INSTRUCTION 1: According to the film essay, why could a movie like Peyton Place never exist if its final monologue were taken seriously?
INSTRUCTION 2: Retype the part of the film essay that opens with the words containing "It’s a beautiful" and closes with "rivulet in sand.".
# START OF PASSAGE SHOWN
The jasmine buds have bloomed
The way that jasmine will.
It’s a beautiful idea. And for the first three movies in this bunch, I think it applies just as beautifully. It’s Always Fair Weather, The Man in the Gray Flannel Suit, and Peyton Place, in reverse order, deal with those ideas. First, that a war is raging, but that from the current vantage point it’s impossible to know it. Things are going on in much the same fashion as they did before, and barring some change that is not about the war itself, they will continue to do so. Not even the most bellicose period in human history can change the little predictable processes of a small New England town, edging and eroding with the perpetuity of the tides but showing no more difference than a rainy rivulet in sand.
“With the Marines at Tarawa” is the film that I always put at the top of my list, as it were, when I make my nominations for the actual National Film Registry. Peyton Place is the movie I had in mind when I started this particular project. It’s not a great movie. Shoot, it’s far from a great movie, although Mark Robson has a gift for melodrama that, at its best, brings forth a The Seventh Victim or a The Harder They Fall. It’s certainly an attractive movie, with pleasing shots and pleasant scenery, and if several of the actors are as wooden as Robert Frost’s birches, then that’s “balanced” with Arthur Kennedy’s performance which recalls late-stage Joan Crawford. Peyton Place makes its final dramatic plea with a monologue which demands that the people of the town stop being so nosy and gossipy with one another; if we were to take that seriously, than a movie like Peyton Place could never exist, because even a movie as clumsily bowdlerized as this one is still letting the audience mainline fifteen years’ worth of loose talk in 150 minutes. The young men go off to war in the later stages of the film; it’s 1943 when Selena goes on trial for killing her father, who had enlisted in the Navy and then come back to town to, well, rape his daughter again. (Can you imagine anyone in Bedford Falls coming back from World War II to do that? Can you even imagine anyone in Pottersville doing that?) This is a movie which leaves the residue of a much muggier milieu on the skin than New England is supposed to, but it’s terribly interesting to me that Peyton Place suggests that war only brings death. The people of the town are who they always were, but in uniform now. That’s the basic premise of another one of those interminable, moral, handsome melodramas of the ’50s: The Man in the Gray Flannel Suit.
# END OF PASSAGE SHOWN
# START OF RECORD EXCERPTS
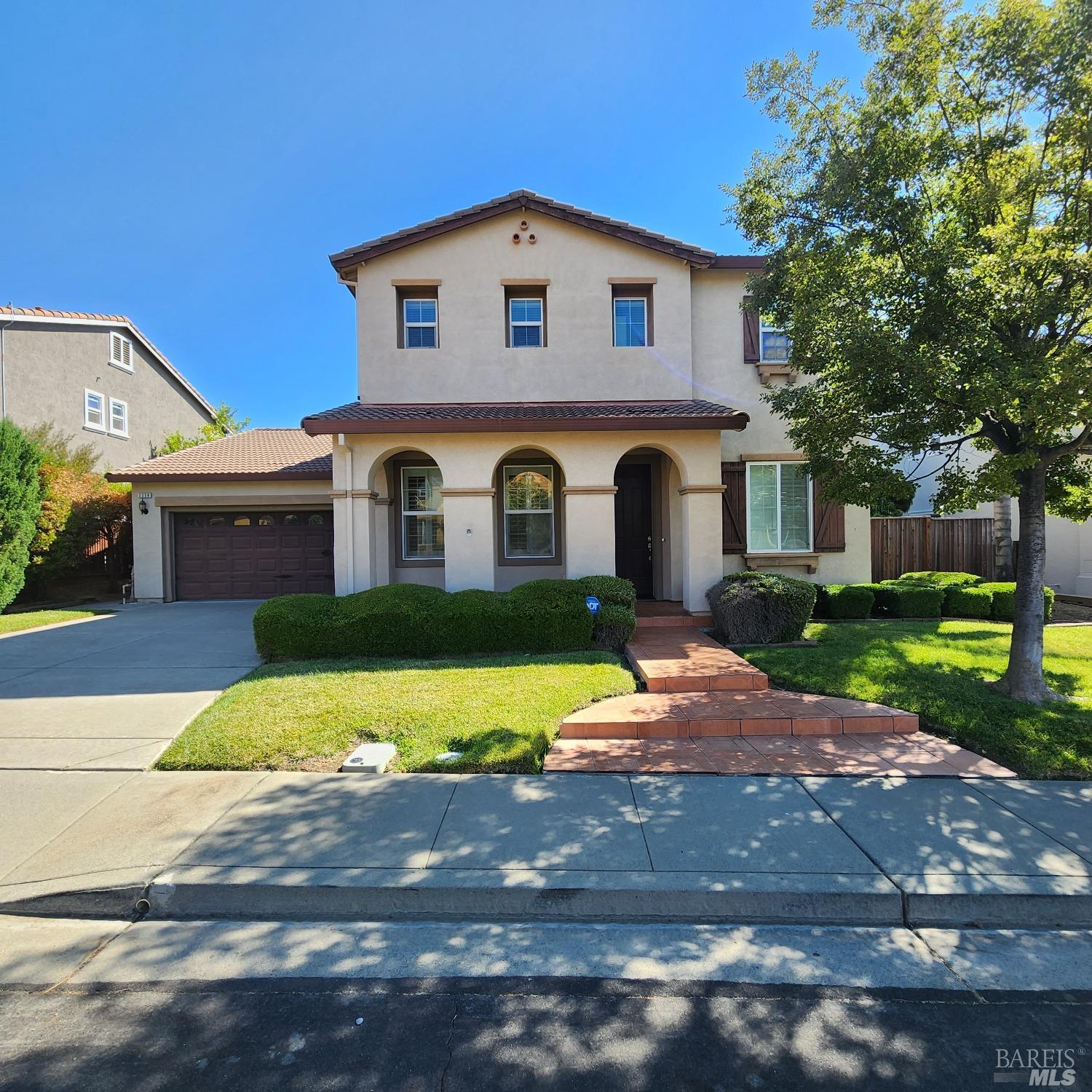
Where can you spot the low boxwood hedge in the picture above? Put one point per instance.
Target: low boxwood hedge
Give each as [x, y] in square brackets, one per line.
[1005, 600]
[843, 601]
[760, 607]
[419, 620]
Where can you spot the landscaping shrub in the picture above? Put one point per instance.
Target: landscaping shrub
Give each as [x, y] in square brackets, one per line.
[760, 607]
[419, 620]
[962, 602]
[843, 601]
[1005, 600]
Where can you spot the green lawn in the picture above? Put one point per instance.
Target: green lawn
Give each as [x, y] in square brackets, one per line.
# END OF RECORD EXCERPTS
FULL SOLUTION 1: The monologue demands that the people of the town stop being so nosy and gossipy with one another. Yet even a movie as clumsily bowdlerized as Peyton Place still lets the audience mainline fifteen years' worth of loose talk in 150 minutes.

FULL SOLUTION 2:
It’s a beautiful idea. And for the first three movies in this bunch, I think it applies just as beautifully. It’s Always Fair Weather, The Man in the Gray Flannel Suit, and Peyton Place, in reverse order, deal with those ideas. First, that a war is raging, but that from the current vantage point it’s impossible to know it. Things are going on in much the same fashion as they did before, and barring some change that is not about the war itself, they will continue to do so. Not even the most bellicose period in human history can change the little predictable processes of a small New England town, edging and eroding with the perpetuity of the tides but showing no more difference than a rainy rivulet in sand.